So, if you haven’t checked out, it’s time for a serious conversation and some action on both of your parts. Note that it is really important, if you are going to give it one more go, that you take your own biases out of your relationship at the same time that he starts to work on picking up his end of the bargain. This means that you genuinely need to give him another chance...don't set him up to fail. So…
- Sit down and tell him that your relationship does not work for you, and that though you love him and think that he’s a really great guy in many significant ways, you find his current behavior towards you impossible to live with. You will no longer be his parent – it’s time for him to start taking responsibility for his life. You hope he can, so that you’ll be able to stay together, but life is too short to be this unhappy forever
- Insist that he start to consider how his behavior affects you. This means that he needs to take his medication because doing so is in everyone’s best interests. It also means that he is now responsible for cleaning up after himself, both literally and figuratively. He should expect that the outcomes of any decision he makes – big or small – will be followed up by him, not you. You are not his parent, nor his slave. (But make sure to hold up your end of the bargain - don't act like his parent, either!)

Natural language region descriptions:
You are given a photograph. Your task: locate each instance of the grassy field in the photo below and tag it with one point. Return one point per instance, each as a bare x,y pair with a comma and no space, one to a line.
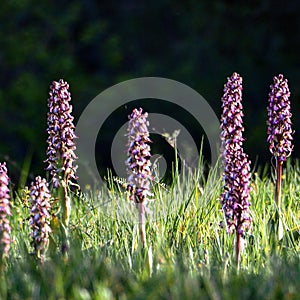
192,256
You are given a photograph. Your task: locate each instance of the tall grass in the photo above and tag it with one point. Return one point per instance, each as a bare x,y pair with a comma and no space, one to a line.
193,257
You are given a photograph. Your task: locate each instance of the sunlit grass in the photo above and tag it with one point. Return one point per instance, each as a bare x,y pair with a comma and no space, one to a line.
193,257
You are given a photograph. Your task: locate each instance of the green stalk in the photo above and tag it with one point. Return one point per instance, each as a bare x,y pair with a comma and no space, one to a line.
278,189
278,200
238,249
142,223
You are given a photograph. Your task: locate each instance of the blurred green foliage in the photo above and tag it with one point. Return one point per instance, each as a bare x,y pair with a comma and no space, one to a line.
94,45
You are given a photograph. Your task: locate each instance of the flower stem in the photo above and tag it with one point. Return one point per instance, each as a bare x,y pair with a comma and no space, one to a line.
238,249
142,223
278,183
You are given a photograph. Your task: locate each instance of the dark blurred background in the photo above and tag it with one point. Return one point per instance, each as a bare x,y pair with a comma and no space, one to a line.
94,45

...

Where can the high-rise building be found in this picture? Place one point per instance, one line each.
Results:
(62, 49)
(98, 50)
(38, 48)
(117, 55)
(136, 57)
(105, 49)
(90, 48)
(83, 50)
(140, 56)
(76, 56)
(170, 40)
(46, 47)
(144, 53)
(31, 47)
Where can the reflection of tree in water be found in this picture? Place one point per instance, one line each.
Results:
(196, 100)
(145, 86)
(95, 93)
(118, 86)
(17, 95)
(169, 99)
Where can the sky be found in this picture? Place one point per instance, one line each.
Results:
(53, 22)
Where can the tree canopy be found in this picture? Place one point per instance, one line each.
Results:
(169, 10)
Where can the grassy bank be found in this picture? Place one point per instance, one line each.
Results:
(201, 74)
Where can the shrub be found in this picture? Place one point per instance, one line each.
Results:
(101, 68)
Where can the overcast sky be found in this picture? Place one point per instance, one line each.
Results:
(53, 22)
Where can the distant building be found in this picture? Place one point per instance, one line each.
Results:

* _Problem description_
Continue the advice on confronting a partner about his behavior, starting after its last sentence. These lines are separate material with no connection to the text.

* _Exercise response_
- Promise him that you will support his efforts by telling him openly what you need in a non-judgmental and non-angry fashion (and then choose carefully what you focus on, particularly at first, so as not to overwhelm him). Promise him that you will start living in the present with him so that you two can have some better times together right away and so he doesn’t have to deal with your anger any more. Give him an opportunity to tell you what he needs.
- Start living out your experiences with him in the TODAY – let go of what he wasn’t able to accomplish in the past (don’t hold past grudges and expectations against him…don’t assume he can’t do it)
- Make sure that you are treating him respectfully and fairly – and as another adult, not a child. Stop yourself immediately if you find yourself giving him advice or directions, or if you nag him. For the next month, make your marriage a “nag-free zone”. DON'T, under any circumstances, allow yourself to get back into parent mode.
- Finally, and perhaps most importantly, give him a break sometimes. This is not a punishment. This is a re-defining of boundaries to see if you can find a place with which you are both comfortable. Be empathetic – it’s not easy for anyone to make the kind of sea change that the two of you need to make.
Making these changes will not be easy for either of you. Once you start thinking about it, you’ll find that his behaviors contribute to your relationship issues, but so, too, do your responses to his behaviors. Wait until you see how much effort it takes to get yourself out of “nag”, “anger” and “I’ve shut you out” mode!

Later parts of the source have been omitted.